Extract to read =

In addition to these common pieces of gear, you may also decide to provide the following:
- Chair and desk;
- Standing desk;
- Laptop stand;
- Desk lamp.
The only thing the employee should provide is a stable WiFi connection so that they can work and attend meetings uninterrupted. This way, you ensure everyone has the same starting point and is well connected to the rest of the team.
Step 7: Get feedback from employees on the new communication policy
Getting frequent feedback from your remote team is essential for the success of your communication plan. In fact, it should be so high up on your priority list that you should implement it in the plan itself and schedule it regularly.
You can use the same evaluation questions and processes we’ve outlined in Step 2. That way, you’ll get a side-by-side comparison of your old practices vs. the new ones and get a better sense of what has changed.
You will also get an insight into how the employees feel about the new policy and if it has improved their overall workplace satisfaction.
Step 8: Review and revise the plan regularly
A great way to assess the success of the implemented communication plan is to use the OECD’s evaluation framework for determining the value of any newly adopted change. The framework consists of six criteria against which you need to compare your plan:
- RELEVANCE — Is the plan doing the right thing? Does your communication plan address the right issues? Does it cover everything it should cover?
- COHERENCE — How does the plan fit? Does the plan align with your company culture? Does it truly fit the everyday needs of your remote team?
- EFFECTIVENESS — Is the plan achieving the right goals? Is the plan contributing to reaching the overall company goals? Is it achieving what it set out to do?
- EFFICIENCY — How well does it utilize the resources? Are the new communication guidelines time-efficient? Are the prescribed apps or channels over- or under-used?
- IMPACT — What differences has the plan made? What are the effects of the plan so far? How has it positively or negatively affected your remote team and company workflow?

Exercise tasks =
1. Transcribe the entire passage on remote communication planning word for word.
2. Rewrite the entries from the line containing "rosette, one point per instance." through the end of the entries, inclusive, replacing "Point out" with "Locate" and leaving everything else unchanged.
The entries below have no connection to the passage on remote communication planning.

Entries excerpted from a collection =
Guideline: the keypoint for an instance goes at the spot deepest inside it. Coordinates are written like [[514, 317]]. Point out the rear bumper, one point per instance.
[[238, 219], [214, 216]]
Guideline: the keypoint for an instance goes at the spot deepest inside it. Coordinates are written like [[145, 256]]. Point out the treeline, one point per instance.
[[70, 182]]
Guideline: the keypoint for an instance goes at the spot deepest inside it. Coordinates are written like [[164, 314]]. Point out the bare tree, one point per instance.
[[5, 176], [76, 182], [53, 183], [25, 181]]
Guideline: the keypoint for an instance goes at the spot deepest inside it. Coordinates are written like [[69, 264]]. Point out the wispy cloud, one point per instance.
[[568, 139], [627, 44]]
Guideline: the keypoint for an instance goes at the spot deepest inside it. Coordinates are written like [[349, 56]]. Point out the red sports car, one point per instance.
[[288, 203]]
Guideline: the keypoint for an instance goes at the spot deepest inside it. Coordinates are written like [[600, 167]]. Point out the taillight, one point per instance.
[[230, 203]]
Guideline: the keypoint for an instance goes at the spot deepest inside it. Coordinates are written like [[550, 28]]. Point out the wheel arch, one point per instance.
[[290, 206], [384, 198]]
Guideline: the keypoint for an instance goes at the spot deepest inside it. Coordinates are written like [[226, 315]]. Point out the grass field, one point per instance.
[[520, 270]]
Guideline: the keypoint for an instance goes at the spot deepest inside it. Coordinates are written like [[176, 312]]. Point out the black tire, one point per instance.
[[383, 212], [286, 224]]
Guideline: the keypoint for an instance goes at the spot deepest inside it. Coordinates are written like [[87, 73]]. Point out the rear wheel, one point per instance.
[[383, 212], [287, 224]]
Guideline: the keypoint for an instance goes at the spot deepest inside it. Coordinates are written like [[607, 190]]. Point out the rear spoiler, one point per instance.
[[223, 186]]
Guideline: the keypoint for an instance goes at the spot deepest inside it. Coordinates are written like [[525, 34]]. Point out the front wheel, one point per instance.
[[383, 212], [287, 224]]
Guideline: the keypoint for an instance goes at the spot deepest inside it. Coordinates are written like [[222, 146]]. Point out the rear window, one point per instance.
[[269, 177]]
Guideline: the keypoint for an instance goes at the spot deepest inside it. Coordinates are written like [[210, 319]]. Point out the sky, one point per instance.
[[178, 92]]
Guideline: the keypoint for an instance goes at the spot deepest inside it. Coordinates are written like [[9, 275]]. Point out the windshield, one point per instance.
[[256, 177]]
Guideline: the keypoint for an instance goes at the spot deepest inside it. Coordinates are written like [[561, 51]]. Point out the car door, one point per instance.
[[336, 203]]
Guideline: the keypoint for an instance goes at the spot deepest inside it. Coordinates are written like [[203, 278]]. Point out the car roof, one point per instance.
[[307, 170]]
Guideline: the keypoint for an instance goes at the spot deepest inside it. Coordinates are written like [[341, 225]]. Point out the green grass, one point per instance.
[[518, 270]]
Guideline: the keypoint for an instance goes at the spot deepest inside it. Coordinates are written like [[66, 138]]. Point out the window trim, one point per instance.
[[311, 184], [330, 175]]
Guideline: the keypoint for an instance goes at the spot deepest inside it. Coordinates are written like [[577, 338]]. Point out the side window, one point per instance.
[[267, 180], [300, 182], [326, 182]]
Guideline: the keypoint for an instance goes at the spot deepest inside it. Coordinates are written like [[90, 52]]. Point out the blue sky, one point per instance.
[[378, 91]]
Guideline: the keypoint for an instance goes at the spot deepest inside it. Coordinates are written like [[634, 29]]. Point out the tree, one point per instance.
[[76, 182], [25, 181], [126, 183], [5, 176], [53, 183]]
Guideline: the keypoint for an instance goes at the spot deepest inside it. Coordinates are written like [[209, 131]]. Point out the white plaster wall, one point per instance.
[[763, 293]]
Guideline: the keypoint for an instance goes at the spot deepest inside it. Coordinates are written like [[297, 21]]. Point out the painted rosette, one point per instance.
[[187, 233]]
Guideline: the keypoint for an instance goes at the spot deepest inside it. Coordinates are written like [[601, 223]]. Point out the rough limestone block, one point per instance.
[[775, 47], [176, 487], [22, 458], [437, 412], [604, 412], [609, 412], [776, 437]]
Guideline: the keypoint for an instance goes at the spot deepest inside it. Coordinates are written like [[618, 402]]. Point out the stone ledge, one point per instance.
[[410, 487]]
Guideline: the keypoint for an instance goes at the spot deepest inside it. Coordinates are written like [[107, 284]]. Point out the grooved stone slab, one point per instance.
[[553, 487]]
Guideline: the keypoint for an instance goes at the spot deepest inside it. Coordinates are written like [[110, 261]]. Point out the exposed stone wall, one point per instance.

Expected outputs =
1.
In addition to these common pieces of gear, you may also decide to provide the following:
- Chair and desk;
- Standing desk;
- Laptop stand;
- Desk lamp.
The only thing the employee should provide is a stable WiFi connection so that they can work and attend meetings uninterrupted. This way, you ensure everyone has the same starting point and is well connected to the rest of the team.
Step 7: Get feedback from employees on the new communication policy
Getting frequent feedback from your remote team is essential for the success of your communication plan. In fact, it should be so high up on your priority list that you should implement it in the plan itself and schedule it regularly.
You can use the same evaluation questions and processes we’ve outlined in Step 2. That way, you’ll get a side-by-side comparison of your old practices vs. the new ones and get a better sense of what has changed.
You will also get an insight into how the employees feel about the new policy and if it has improved their overall workplace satisfaction.
Step 8: Review and revise the plan regularly
A great way to assess the success of the implemented communication plan is to use the OECD’s evaluation framework for determining the value of any newly adopted change. The framework consists of six criteria against which you need to compare your plan:
- RELEVANCE — Is the plan doing the right thing? Does your communication plan address the right issues? Does it cover everything it should cover?
- COHERENCE — How does the plan fit? Does the plan align with your company culture? Does it truly fit the everyday needs of your remote team?
- EFFECTIVENESS — Is the plan achieving the right goals? Is the plan contributing to reaching the overall company goals? Is it achieving what it set out to do?
- EFFICIENCY — How well does it utilize the resources? Are the new communication guidelines time-efficient? Are the prescribed apps or channels over- or under-used?
- IMPACT — What differences has the plan made? What are the effects of the plan so far? How has it positively or negatively affected your remote team and company workflow?

2.
Guideline: the keypoint for an instance goes at the spot deepest inside it. Coordinates are written like [[297, 21]]. Locate the painted rosette, one point per instance.
[[187, 233]]
Guideline: the keypoint for an instance goes at the spot deepest inside it. Coordinates are written like [[601, 223]]. Locate the rough limestone block, one point per instance.
[[775, 47], [176, 487], [22, 458], [437, 412], [604, 412], [609, 412], [776, 437]]
Guideline: the keypoint for an instance goes at the spot deepest inside it. Coordinates are written like [[618, 402]]. Locate the stone ledge, one point per instance.
[[410, 487]]
Guideline: the keypoint for an instance goes at the spot deepest inside it. Coordinates are written like [[107, 284]]. Locate the grooved stone slab, one point per instance.
[[553, 487]]
Guideline: the keypoint for an instance goes at the spot deepest inside it. Coordinates are written like [[110, 261]]. Locate the exposed stone wall, one point per instance.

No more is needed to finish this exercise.